What the task asks>
Copy the records from the line with "Task: locate the yellow-green" to the line with "<point>585,231</point>", both lines included, keeping every line in place, requests too. Scale only the point coordinates in the answers by multiplying each by 0.75 and rounding to whole numbers, with halves rounded up.
^^^^^^^^
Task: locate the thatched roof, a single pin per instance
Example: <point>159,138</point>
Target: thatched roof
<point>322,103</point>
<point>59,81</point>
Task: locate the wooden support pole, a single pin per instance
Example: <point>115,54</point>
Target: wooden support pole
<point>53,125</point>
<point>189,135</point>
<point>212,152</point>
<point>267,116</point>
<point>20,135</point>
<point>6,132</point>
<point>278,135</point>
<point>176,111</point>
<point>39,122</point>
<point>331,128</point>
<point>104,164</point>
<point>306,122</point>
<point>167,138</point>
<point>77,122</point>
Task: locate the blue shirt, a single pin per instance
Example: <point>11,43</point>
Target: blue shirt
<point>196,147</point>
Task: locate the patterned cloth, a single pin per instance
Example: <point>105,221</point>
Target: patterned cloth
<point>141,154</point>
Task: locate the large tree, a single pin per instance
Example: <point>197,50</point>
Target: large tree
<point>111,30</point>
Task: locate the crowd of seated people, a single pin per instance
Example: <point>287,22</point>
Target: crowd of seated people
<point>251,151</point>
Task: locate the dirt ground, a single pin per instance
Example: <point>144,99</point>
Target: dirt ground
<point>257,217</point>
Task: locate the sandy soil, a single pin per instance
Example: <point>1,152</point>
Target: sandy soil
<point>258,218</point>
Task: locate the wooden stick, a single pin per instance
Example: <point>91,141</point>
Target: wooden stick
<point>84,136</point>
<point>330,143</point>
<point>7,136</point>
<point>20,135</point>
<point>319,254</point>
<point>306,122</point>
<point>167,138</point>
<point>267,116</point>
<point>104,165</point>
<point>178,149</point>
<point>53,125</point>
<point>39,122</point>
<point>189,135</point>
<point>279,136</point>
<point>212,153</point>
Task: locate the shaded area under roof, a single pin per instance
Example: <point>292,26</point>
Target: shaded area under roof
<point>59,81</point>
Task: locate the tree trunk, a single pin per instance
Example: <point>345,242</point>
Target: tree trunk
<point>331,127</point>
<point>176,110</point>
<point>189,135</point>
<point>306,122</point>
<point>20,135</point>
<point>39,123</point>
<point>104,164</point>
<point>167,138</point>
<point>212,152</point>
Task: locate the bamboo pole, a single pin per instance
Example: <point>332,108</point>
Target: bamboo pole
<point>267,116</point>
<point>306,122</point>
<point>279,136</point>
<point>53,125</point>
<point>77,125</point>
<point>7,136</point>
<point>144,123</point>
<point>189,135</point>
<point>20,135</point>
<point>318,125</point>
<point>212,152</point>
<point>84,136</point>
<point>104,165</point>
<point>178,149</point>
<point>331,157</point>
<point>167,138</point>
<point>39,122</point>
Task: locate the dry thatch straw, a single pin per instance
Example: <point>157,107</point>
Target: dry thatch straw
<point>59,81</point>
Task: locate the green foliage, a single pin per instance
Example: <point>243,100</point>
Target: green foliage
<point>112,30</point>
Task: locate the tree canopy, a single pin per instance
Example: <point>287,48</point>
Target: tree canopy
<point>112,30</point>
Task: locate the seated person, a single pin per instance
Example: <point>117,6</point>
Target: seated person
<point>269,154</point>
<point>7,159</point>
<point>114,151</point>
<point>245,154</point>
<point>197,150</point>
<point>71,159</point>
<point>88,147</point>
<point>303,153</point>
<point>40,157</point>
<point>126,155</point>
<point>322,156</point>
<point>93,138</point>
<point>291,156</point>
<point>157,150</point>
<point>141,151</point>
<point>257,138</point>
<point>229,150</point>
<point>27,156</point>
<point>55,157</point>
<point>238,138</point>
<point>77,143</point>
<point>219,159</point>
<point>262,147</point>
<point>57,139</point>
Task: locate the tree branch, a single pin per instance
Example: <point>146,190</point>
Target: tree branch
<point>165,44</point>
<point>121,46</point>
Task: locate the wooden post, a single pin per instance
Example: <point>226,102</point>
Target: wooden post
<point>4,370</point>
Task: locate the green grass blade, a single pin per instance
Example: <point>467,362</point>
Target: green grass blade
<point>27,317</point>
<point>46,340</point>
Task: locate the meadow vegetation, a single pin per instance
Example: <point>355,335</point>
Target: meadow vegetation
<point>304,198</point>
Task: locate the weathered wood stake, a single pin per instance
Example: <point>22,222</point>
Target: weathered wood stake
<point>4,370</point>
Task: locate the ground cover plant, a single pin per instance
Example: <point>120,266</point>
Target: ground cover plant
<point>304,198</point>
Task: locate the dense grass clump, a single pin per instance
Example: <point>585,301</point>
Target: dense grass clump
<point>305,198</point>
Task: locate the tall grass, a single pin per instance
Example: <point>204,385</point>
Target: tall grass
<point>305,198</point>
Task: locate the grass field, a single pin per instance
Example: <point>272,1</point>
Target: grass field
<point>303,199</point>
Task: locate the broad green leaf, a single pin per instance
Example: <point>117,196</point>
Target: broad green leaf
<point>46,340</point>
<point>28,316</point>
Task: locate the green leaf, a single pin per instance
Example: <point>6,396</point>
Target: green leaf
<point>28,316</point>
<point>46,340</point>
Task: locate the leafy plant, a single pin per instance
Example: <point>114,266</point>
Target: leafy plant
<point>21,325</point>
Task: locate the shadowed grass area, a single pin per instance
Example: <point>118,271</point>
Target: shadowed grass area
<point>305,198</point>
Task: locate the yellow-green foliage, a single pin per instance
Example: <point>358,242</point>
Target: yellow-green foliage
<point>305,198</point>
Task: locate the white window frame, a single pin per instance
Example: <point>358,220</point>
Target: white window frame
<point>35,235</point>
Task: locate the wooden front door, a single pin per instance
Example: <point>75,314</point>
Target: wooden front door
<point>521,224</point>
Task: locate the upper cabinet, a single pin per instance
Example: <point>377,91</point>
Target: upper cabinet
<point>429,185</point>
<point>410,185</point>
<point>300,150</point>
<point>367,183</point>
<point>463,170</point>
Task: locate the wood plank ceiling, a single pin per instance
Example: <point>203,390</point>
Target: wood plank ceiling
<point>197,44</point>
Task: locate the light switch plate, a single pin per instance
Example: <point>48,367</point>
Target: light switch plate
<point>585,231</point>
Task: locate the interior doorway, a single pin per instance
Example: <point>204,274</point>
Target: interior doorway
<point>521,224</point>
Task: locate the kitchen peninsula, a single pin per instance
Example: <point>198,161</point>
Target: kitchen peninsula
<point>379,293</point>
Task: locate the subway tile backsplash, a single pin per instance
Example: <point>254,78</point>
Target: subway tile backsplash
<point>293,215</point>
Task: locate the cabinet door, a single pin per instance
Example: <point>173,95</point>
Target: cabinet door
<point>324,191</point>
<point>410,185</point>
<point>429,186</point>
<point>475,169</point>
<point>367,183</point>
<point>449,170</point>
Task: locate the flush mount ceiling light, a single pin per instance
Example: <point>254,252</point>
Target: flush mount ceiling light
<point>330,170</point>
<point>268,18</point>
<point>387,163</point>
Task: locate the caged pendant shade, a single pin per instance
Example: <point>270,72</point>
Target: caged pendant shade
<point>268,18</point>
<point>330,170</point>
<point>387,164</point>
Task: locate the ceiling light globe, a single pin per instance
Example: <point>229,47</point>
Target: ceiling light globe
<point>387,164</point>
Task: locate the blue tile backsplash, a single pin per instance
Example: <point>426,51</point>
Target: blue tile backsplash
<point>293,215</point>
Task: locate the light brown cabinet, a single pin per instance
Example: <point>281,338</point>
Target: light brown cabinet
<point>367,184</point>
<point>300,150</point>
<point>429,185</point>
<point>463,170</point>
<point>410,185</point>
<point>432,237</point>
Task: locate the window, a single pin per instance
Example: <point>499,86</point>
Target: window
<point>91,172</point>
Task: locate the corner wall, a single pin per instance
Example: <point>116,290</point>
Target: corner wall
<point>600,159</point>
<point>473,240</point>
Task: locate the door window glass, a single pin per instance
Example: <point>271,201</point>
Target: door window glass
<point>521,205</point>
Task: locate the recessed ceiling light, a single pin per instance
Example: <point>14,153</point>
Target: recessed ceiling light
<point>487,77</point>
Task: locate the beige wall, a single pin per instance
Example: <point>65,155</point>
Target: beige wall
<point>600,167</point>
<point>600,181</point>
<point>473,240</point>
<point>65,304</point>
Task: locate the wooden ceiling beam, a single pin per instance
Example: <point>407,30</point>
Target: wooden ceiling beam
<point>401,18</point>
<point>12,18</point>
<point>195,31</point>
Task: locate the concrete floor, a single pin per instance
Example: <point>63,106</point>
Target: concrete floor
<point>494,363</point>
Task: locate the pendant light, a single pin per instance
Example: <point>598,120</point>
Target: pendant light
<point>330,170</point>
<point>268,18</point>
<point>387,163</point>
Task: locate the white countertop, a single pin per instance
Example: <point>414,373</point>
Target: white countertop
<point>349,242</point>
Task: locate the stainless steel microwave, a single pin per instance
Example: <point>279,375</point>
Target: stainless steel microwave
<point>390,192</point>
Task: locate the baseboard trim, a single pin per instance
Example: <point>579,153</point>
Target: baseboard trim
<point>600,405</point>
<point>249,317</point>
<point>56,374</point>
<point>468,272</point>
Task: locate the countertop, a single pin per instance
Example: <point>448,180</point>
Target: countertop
^^^^^^^^
Task solution>
Task: locate the yellow-green foliage, a single pin per instance
Example: <point>358,242</point>
Target: yellow-green foliage
<point>229,149</point>
Task: locate the white window frame, a single pin per instance
Example: <point>358,220</point>
Target: white window frame
<point>26,176</point>
Task: locate the wooden front door, a single pin per instance
Example: <point>75,314</point>
Target: wooden front door
<point>391,168</point>
Task: locate the upper cabinet, a single pin per instance
Example: <point>377,91</point>
Target: upper cabinet
<point>322,139</point>
<point>308,139</point>
<point>225,113</point>
<point>275,137</point>
<point>347,128</point>
Task: locate the wood plank ceiling, a single pin per instance
Example: <point>203,390</point>
Target: wood plank ceiling
<point>148,33</point>
Task: locate the light switch plate, a single pin per instance
Example: <point>48,367</point>
Target: light switch plate
<point>439,173</point>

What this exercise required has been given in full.